─── Bloc de texte ───

Que nous révèle/confirme l’article d’Ariane Chemin ? Le plus simple est de lui laisser la parole à travers les extraits suivants (on se reportera à l’ensemble de l’article via le lien mis à la fin des citations), je surligne seulement ce qui étaye mon propos :
. "C’est un déjeuner de copains, deux semaines avant le scandale du Sofitel. Bernard Squarcini, le patron du renseignement intérieur, retrouve autour d’une table Jullien Dray, le député socialiste de l’Essonne, et Max Torossian, le nouveau chef d’état-major de la Direction centrale du renseignement intérieur (DCRI)."
. "Ce "flic de gauche" est aussi un "pote" de Julien Dray depuis que, dans les années 1980, aux Renseignements généraux de la Préfecture de police de Paris, il avait été chargé de "suivre" SOS-Racisme."
. "On ne fera pas une campagne sale. Les services vont la jouer loyale." La phrase est prononcée l’air de rien, mais résonne presque comme un pacte entre droite et gauche, une offre de paix armée, à la veille de la présidentielle, pour éviter d’ouvrir la boîte de Pandore."
. "C’est l’avantage – ou l’inconvénient – de partager ses réseaux : entre la Sarkozie et feu la Strauss-Kahnie, infos et intox circulent à vive allure. Mêmes amis, mêmes restaurants, mêmes villégiatures…"
. "En mars, Dominique Strauss-Kahn a donné rendez-vous au Pavillon de la Reine, place des Vosges à Paris, à Alain Bauer. Il est un intime de trente ans de Stéphane Fouks, le patron d’Euro RSCG [chargé de la com’ de DSK]."
. "Alain Bauer est aussi devenu le "Monsieur Sécurité" très écouté du président de la République. "
. "Consultations privées, apartés, mélange des genres, en politique, les amitiés recèlent parfois des mystères."
. "Il ne faut pas se méprendre sur le coup de pouce donné par l’Elysée, à l’été 2007, à la candidature de "Dominique" à la présidence du FMI [sous entendu : le neutraliser comme potentiel candidat à la présidence de la République en l’attachant à la prestigieuse tâche de présider le FMI : "Lui [Sarlozy] préfère jouer au "meilleur DRH de la gauche" et s’offre le plaisir de le pousser à la tête du FMI."]"

───

**Exercice a:** Selon le bloc de texte, quelle fonction Bernard Squarcini occupe-t-il ?
Le texte et les enregistrements n'ont aucun rapport entre eux.

─── Données fournies ───

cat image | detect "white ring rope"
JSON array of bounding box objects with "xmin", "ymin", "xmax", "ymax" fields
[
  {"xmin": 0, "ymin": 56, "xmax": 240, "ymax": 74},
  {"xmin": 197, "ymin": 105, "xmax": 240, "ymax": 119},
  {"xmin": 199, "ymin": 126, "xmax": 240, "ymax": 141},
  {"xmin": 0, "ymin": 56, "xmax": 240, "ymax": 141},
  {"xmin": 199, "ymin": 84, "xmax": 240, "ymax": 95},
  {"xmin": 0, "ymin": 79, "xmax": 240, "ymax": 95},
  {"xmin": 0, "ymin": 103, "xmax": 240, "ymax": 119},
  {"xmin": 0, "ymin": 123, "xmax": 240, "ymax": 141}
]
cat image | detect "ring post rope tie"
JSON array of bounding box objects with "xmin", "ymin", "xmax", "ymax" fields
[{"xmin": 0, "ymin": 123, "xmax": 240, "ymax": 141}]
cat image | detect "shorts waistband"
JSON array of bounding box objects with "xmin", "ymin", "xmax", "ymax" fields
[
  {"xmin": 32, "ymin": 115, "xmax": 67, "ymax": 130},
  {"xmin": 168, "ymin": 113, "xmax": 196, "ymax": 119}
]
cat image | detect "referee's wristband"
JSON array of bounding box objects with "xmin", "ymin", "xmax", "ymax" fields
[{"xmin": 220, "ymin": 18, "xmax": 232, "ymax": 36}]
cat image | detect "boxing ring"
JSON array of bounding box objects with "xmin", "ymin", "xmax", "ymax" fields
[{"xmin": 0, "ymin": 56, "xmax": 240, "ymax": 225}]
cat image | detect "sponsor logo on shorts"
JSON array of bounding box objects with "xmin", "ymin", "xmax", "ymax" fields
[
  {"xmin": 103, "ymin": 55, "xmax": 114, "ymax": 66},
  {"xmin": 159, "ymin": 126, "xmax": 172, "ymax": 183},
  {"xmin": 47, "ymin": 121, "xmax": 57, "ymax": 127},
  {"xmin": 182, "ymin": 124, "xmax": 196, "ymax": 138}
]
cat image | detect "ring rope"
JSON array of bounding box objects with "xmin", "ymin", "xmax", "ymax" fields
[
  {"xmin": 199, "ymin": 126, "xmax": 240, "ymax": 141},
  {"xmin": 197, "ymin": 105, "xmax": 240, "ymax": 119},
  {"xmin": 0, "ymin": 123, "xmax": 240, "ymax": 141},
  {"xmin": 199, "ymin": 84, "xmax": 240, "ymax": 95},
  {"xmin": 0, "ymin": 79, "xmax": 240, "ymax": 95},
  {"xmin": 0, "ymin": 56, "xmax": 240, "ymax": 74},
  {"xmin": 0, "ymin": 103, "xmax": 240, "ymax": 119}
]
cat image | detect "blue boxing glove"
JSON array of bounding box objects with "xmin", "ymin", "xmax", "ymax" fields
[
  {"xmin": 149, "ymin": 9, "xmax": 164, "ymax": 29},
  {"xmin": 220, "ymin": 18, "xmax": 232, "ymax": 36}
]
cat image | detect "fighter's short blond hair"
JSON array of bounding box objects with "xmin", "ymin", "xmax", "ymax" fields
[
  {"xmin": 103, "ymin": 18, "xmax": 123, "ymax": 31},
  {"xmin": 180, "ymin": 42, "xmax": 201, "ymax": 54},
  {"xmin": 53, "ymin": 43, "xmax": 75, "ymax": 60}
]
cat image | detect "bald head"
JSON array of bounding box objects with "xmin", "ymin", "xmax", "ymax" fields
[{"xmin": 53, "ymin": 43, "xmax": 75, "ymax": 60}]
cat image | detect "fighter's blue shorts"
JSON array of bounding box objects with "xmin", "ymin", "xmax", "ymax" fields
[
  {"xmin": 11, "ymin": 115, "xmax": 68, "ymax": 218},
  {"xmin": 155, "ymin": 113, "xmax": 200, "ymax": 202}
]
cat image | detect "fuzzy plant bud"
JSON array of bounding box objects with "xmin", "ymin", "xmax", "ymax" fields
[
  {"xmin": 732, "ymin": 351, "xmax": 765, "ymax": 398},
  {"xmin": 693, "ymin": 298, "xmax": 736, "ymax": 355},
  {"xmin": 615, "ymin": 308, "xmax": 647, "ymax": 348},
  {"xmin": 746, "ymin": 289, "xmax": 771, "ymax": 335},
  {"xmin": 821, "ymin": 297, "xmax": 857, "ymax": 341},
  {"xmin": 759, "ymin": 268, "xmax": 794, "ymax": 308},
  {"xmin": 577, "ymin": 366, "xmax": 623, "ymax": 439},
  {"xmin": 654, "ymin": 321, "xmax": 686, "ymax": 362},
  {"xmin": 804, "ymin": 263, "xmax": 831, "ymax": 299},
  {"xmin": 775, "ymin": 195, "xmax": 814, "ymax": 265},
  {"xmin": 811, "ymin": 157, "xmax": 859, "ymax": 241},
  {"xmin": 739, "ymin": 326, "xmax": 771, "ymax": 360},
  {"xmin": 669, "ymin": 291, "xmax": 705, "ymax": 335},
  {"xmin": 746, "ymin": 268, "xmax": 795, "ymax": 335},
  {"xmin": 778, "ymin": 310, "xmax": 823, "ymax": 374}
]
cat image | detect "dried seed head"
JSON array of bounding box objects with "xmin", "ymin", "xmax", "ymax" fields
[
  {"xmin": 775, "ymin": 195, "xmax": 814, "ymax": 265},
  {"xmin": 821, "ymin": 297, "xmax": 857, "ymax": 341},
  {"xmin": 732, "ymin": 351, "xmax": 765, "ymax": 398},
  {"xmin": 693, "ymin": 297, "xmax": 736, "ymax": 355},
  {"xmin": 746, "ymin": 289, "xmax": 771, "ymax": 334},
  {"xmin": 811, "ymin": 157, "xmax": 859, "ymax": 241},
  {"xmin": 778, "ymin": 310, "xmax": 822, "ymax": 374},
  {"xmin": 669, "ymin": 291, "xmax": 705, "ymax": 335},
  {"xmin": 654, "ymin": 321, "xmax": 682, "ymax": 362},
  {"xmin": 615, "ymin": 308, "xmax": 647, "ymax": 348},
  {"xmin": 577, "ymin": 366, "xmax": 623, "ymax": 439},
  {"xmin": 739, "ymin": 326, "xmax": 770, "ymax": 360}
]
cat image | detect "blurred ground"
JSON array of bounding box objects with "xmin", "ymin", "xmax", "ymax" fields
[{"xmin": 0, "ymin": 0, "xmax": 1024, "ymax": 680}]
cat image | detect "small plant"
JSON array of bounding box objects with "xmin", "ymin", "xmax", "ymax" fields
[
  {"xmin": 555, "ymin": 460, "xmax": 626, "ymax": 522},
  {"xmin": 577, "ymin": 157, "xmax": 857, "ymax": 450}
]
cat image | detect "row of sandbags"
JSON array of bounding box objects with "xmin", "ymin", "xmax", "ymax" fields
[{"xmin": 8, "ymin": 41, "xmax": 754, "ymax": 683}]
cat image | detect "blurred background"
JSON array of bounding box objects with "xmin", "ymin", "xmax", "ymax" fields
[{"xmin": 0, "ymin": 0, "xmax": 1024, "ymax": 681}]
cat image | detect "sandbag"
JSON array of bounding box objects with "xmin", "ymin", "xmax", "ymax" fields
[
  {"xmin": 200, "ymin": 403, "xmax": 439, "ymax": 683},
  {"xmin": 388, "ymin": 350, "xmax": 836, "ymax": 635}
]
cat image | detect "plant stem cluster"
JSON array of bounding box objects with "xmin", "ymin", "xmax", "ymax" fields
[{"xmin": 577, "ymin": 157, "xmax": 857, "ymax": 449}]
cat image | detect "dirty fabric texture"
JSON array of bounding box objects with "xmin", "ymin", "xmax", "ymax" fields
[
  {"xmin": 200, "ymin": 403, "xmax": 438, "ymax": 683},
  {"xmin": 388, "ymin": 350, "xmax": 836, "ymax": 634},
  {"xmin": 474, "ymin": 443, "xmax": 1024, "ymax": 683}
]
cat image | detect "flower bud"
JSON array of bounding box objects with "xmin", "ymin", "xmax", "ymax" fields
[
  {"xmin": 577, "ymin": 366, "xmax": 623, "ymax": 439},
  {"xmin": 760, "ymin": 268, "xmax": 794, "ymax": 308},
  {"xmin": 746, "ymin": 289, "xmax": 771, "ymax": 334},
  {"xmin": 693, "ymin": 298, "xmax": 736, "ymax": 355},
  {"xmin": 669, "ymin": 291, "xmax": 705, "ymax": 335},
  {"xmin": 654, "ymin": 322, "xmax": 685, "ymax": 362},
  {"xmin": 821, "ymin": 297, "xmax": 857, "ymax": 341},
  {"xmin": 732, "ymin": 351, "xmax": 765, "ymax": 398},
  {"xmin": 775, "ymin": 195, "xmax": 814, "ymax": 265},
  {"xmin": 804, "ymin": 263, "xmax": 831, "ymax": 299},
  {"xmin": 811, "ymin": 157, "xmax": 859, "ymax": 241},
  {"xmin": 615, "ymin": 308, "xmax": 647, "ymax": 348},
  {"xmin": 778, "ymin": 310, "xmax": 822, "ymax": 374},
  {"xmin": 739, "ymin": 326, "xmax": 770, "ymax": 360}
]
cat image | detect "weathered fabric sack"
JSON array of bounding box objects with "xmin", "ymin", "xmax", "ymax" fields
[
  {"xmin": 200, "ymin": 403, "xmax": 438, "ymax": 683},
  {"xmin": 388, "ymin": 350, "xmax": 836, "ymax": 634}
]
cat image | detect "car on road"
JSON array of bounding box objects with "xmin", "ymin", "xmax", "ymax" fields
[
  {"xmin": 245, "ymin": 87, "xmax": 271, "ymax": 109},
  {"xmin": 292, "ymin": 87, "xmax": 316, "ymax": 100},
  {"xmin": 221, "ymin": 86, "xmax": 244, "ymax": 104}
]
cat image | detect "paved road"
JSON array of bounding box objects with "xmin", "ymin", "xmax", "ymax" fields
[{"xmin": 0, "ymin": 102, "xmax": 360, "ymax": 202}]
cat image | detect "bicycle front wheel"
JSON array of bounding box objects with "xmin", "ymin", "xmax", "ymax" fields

───

**Exercice b:** Relevez chaque ligne des enregistrements qui contient la chaîne "ring", en tenant compte de la casse.

**Réponse complète a:** Il est le patron du renseignement intérieur.

**Réponse complète b:**
cat image | detect "white ring rope"
cat image | detect "ring post rope tie"
cat image | detect "boxing ring"
cat image | detect "ring rope"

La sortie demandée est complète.